**Exercise materials**
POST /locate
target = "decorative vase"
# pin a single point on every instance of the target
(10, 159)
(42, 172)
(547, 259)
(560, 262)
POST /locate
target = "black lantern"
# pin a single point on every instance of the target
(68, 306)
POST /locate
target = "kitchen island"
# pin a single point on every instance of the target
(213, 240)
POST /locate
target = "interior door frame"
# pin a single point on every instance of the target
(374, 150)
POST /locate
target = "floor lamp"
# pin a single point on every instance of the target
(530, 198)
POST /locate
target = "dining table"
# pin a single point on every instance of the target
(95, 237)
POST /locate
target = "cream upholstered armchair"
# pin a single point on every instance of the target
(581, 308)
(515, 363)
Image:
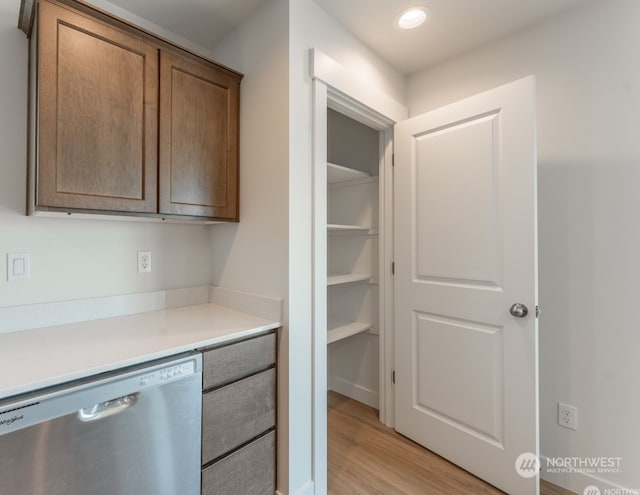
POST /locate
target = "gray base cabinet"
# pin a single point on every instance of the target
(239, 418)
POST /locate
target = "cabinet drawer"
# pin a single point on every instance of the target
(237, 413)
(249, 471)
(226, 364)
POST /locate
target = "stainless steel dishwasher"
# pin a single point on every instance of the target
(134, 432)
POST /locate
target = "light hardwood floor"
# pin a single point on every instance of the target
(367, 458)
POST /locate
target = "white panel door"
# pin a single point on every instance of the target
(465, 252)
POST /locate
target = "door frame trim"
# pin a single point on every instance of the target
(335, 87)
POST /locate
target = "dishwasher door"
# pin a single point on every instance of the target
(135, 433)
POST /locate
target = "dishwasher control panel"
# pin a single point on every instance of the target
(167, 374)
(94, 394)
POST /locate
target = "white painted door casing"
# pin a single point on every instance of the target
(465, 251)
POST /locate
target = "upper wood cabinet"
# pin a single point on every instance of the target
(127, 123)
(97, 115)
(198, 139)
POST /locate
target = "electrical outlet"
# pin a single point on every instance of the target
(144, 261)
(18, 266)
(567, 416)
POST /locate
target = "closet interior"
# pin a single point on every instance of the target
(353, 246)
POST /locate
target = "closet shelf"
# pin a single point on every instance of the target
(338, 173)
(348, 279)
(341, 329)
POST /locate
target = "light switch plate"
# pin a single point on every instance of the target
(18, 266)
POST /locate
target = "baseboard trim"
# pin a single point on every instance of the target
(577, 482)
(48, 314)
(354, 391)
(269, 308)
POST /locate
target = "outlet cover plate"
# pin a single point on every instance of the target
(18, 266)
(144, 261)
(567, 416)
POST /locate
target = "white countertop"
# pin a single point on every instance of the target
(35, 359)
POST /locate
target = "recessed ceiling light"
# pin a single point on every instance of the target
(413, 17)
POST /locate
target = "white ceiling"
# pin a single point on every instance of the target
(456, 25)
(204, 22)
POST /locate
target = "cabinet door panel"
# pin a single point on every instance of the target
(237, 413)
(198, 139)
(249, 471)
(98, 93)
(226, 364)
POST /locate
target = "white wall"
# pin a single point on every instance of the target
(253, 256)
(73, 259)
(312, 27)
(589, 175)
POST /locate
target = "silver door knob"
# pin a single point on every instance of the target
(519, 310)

**Task item**
All of the data must be given again exactly, without the pictures.

**Written reply**
POST /locate
target = "decorative vase"
# pin a single point on every instance of the target
(10, 159)
(42, 172)
(547, 259)
(560, 262)
POST /locate
target = "black lantern"
# pin a single point on every instance of the target
(68, 306)
POST /locate
target = "kitchen island"
# pin a single point on every instance of the target
(213, 240)
POST /locate
target = "interior door frame"
# pin a single point on every instance of the target
(374, 150)
POST /locate
target = "floor lamp"
# pin a single point on every instance of the target
(530, 198)
POST /locate
target = "dining table"
# pin a single point on every instance of the target
(95, 237)
POST /locate
target = "cream upholstered armchair"
# pin a single point on every instance of the target
(581, 308)
(515, 363)
Image:
POST /locate
target = "gray base cabinet"
# pin a single point on every instance of the target
(239, 418)
POST /locate
target = "cabinet drawer"
# pin a single point on every instance of the target
(237, 413)
(249, 471)
(226, 364)
POST /locate
target = "stainless steel dishwasher"
# pin a single point on every instance of the target
(134, 432)
POST /locate
target = "light hardwood floor"
# pin a single point on every instance of the target
(367, 458)
POST /locate
target = "white panel door"
# pin a single point on every instance of the target
(465, 252)
POST /locate
target = "door frame trim"
# pin a single point on every instance of the target
(335, 87)
POST /locate
target = "dishwasher door"
# pin a single point on every instance of the target
(135, 433)
POST /locate
target = "dishwasher control panel"
# pin a single point on every instance of the target
(167, 374)
(94, 394)
POST /locate
target = "white painted door casing"
# pin a single point on every instance of the target
(465, 251)
POST /locate
target = "upper wood cabinet"
# pin a single point on every instance of the target
(127, 123)
(97, 115)
(198, 139)
POST /locate
target = "electrical outlet"
# pin a single point on every instance of the target
(144, 261)
(18, 266)
(567, 416)
POST /locate
target = "closet interior"
# pin a single point on every instance of the target
(353, 246)
POST /locate
target = "closet shelf"
# pin a single point on every instance of the target
(338, 173)
(348, 279)
(341, 329)
POST /locate
target = "light switch plate"
# pin a single point on every instance of the target
(18, 266)
POST /locate
target = "baseboard trim"
# pin a single point on every instance of the target
(577, 482)
(48, 314)
(354, 391)
(269, 308)
POST /locate
target = "outlet cover plate"
# pin a single point on every instance of the target
(18, 266)
(144, 261)
(567, 416)
POST /locate
target = "white countertop"
# pin a single point on every instance of the target
(35, 359)
POST /locate
target = "recessed ceiling light"
# pin a single point on every instance of the target
(413, 17)
POST /locate
target = "white ceiling"
# pin a single point on every instance of the target
(456, 25)
(204, 22)
POST /locate
target = "cabinet door panel"
# pin a single point on every instance of the target
(237, 413)
(198, 139)
(249, 471)
(98, 93)
(226, 364)
POST /locate
target = "white wall"
# pin a single point on every instance of the target
(253, 256)
(73, 259)
(312, 27)
(589, 175)
POST /locate
target = "silver door knob"
# pin a single point on every instance of the target
(519, 310)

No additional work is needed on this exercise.